- **Objective**
Reproduce the data from its start through the line containing "[(507, 509), (663, 543), (781, 531)]", both ends included, with the requests kept as they are. Multiply every point coordinate in the answers by 1.7 and round each result to a whole number, with halves rounded up.

- **Data extract**

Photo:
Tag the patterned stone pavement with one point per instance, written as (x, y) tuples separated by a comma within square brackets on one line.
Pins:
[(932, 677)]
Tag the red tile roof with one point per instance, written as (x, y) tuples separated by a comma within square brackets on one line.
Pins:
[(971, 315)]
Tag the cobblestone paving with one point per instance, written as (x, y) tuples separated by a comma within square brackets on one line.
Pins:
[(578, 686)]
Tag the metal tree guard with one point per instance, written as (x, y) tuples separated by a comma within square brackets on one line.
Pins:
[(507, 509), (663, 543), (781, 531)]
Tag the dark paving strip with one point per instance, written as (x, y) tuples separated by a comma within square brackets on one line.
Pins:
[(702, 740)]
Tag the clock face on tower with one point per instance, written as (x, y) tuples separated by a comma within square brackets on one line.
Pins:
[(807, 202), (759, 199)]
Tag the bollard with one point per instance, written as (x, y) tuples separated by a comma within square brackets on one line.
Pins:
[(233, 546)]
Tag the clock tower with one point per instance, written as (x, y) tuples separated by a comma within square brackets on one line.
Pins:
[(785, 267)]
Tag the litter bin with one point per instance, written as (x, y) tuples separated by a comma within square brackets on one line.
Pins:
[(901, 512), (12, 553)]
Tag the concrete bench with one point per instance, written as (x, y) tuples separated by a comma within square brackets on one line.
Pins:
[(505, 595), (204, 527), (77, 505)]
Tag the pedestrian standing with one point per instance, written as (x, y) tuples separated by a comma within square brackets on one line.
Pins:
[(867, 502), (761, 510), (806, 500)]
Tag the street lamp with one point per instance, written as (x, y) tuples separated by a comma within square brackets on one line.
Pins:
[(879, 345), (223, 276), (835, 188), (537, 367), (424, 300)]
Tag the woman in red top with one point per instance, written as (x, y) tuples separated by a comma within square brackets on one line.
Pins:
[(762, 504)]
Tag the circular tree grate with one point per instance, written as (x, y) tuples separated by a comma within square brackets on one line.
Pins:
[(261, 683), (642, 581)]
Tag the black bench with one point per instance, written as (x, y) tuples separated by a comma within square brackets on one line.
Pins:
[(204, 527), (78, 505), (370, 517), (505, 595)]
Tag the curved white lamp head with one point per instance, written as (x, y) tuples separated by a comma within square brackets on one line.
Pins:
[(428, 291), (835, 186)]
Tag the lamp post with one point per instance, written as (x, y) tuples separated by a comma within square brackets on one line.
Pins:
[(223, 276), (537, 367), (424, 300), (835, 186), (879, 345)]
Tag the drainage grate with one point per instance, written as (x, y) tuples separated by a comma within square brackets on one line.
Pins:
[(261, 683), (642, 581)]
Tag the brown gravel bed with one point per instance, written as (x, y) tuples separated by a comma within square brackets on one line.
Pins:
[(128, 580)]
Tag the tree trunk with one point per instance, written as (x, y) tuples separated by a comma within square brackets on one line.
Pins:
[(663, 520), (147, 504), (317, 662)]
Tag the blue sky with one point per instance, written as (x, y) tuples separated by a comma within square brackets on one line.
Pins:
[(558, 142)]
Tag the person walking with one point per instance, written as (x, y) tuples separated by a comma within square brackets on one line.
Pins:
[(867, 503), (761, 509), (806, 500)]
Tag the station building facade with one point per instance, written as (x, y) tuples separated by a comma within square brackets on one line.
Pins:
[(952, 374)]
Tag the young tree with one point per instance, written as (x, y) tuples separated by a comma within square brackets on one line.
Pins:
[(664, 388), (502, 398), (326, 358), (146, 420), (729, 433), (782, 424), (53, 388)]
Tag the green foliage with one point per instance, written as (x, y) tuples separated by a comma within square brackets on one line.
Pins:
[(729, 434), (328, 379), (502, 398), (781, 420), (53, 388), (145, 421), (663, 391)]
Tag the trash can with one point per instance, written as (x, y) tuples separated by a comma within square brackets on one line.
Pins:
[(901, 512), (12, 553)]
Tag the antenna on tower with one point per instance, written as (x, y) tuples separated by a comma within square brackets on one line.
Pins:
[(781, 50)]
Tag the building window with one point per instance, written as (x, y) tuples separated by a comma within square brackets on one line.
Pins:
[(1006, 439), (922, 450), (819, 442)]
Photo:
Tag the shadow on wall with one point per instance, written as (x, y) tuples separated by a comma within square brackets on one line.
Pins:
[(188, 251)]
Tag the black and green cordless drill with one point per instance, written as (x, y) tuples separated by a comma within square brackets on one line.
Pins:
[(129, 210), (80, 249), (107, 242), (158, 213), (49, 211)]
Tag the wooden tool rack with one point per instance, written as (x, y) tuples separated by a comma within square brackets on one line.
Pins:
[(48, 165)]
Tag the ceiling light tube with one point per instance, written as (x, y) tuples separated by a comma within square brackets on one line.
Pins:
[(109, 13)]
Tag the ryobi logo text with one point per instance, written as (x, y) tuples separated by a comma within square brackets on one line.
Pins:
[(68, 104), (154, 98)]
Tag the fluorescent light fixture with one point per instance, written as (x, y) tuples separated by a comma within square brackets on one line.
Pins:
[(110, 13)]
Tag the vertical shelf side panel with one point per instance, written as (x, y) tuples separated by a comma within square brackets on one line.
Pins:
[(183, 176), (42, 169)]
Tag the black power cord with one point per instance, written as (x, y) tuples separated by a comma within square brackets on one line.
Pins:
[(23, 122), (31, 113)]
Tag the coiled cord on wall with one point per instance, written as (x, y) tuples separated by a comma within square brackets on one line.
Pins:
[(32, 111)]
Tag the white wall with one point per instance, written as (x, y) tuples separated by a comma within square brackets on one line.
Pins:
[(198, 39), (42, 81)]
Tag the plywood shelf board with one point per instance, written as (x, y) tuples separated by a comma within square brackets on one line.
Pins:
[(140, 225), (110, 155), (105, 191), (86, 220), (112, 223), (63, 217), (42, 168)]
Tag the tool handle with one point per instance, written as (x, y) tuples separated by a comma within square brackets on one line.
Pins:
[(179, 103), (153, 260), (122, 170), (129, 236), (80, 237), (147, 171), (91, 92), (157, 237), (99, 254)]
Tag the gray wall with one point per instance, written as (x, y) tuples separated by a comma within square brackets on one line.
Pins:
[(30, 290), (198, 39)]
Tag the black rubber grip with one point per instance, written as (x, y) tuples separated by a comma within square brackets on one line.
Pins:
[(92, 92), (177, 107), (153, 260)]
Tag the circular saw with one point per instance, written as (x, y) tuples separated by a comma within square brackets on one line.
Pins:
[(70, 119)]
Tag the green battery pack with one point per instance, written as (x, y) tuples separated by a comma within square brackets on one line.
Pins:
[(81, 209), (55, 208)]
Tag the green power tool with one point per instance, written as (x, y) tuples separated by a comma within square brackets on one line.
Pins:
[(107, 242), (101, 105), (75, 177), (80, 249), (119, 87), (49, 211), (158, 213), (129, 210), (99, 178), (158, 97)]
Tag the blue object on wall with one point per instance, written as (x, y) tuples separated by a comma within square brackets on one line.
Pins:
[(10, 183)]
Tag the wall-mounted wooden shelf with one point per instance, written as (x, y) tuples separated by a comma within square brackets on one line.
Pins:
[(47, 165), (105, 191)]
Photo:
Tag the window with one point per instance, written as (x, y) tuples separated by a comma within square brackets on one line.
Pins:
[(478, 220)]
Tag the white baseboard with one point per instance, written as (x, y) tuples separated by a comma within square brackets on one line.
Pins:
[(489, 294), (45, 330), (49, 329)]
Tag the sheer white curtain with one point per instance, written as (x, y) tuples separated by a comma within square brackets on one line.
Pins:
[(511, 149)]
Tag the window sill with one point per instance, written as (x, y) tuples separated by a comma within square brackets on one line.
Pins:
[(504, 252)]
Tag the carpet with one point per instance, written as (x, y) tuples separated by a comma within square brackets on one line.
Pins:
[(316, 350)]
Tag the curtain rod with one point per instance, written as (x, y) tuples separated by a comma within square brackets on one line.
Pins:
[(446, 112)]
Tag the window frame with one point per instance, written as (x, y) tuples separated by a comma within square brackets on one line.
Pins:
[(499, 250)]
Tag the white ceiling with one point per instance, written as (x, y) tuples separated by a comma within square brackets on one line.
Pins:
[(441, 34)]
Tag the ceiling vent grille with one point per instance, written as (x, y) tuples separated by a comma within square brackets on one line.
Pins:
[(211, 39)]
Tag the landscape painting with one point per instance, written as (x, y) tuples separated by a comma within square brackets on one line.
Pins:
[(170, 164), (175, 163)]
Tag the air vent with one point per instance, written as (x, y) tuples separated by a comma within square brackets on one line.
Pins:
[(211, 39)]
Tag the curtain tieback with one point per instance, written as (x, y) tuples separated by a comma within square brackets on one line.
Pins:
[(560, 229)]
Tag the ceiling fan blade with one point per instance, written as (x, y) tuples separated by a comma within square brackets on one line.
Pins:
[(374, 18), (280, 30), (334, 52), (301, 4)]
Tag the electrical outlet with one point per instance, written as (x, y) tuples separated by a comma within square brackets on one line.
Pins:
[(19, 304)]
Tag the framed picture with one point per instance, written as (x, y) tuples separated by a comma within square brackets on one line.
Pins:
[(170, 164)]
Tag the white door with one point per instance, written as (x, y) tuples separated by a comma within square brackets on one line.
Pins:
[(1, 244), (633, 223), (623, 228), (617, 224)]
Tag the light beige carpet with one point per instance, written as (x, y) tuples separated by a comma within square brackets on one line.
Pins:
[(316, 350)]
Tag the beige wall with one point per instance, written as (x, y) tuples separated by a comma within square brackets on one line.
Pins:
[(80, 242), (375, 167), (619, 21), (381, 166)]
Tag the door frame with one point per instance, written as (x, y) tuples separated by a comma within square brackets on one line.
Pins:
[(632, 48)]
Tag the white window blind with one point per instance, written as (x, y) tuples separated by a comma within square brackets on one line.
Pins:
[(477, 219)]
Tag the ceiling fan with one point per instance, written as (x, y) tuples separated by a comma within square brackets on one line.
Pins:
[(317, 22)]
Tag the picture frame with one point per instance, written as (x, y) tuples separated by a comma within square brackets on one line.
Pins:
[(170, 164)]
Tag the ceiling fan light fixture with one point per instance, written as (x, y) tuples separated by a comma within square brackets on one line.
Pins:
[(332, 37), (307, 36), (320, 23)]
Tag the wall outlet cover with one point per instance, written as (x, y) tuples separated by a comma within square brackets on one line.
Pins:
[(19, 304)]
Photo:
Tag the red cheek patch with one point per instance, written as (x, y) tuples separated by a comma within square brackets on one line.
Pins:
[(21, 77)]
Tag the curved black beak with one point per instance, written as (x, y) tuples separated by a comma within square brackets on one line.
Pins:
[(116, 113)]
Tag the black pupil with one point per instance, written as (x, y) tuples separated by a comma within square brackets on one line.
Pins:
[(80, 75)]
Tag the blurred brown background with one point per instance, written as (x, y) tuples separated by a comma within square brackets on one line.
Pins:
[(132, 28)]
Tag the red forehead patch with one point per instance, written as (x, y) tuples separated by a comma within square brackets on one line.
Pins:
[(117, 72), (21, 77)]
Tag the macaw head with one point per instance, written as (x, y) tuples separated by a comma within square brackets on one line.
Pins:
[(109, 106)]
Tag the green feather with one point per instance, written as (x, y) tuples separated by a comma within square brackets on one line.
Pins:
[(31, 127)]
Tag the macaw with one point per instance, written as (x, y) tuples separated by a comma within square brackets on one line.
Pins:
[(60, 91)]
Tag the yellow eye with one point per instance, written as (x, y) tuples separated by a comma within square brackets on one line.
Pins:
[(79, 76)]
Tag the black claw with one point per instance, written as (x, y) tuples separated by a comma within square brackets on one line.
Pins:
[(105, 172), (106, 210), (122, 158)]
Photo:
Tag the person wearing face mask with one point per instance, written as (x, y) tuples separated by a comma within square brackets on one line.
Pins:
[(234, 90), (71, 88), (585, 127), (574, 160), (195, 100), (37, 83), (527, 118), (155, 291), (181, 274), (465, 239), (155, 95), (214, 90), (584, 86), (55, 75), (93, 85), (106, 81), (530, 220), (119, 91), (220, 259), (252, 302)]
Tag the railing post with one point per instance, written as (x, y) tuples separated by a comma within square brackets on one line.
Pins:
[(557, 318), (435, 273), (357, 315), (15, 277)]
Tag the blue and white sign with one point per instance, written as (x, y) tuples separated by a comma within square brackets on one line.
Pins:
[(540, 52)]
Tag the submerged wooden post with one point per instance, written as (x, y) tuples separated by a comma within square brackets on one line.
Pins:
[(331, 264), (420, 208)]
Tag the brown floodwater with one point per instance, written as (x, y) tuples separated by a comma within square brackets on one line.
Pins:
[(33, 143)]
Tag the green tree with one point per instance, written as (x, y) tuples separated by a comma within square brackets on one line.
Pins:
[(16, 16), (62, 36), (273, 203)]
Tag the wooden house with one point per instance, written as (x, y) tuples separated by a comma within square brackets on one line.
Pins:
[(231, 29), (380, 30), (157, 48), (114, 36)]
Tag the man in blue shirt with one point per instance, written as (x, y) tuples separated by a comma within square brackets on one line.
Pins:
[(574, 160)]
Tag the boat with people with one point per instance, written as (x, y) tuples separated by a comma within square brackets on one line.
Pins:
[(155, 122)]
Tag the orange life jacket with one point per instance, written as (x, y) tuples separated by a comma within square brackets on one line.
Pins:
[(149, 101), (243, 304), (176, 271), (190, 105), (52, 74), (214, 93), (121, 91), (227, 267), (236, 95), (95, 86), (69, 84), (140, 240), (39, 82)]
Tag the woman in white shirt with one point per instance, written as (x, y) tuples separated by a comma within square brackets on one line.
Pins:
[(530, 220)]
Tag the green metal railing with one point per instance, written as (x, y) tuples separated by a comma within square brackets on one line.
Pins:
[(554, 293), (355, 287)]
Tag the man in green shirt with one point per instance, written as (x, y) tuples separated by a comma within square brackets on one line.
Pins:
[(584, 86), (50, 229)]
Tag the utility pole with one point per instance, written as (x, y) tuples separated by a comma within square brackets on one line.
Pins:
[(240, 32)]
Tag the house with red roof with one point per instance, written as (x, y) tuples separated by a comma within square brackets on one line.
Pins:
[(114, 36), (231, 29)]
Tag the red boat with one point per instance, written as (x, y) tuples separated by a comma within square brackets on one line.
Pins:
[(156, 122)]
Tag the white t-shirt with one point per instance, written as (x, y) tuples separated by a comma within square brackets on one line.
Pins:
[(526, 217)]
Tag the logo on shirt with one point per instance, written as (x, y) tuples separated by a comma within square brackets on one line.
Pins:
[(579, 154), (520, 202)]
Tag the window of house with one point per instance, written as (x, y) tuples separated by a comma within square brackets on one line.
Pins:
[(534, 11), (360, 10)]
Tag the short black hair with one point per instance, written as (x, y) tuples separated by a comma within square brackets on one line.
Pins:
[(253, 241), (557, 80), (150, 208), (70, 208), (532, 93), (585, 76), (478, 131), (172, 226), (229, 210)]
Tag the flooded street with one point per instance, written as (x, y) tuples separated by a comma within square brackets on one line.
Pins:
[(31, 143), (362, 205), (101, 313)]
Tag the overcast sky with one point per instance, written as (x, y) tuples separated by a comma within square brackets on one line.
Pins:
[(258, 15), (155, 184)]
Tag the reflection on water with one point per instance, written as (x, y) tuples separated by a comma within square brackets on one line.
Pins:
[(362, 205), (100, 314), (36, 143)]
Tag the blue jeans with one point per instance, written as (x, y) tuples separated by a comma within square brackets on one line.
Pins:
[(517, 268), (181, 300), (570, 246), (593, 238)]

- **Response below**
Photo:
Tag the patterned stone pavement with one point per instance, written as (x, y) tuples separated by a comma within square brackets on one line.
Pins:
[(1584, 1151)]
Tag the red tile roof with one point per instance, written as (x, y) tuples separated by a comma within square brackets on one line.
Pins:
[(1651, 536)]
Tag the cobblestone paving with one point per instance, written as (x, y) tuples separated by a comma within square brackets on one line.
Pins:
[(983, 1166)]
Tag the metal tree guard with one point per instance, written as (x, y) tuples separated by a comma within square brackets on one line.
Pins:
[(862, 865), (1127, 923), (1328, 903)]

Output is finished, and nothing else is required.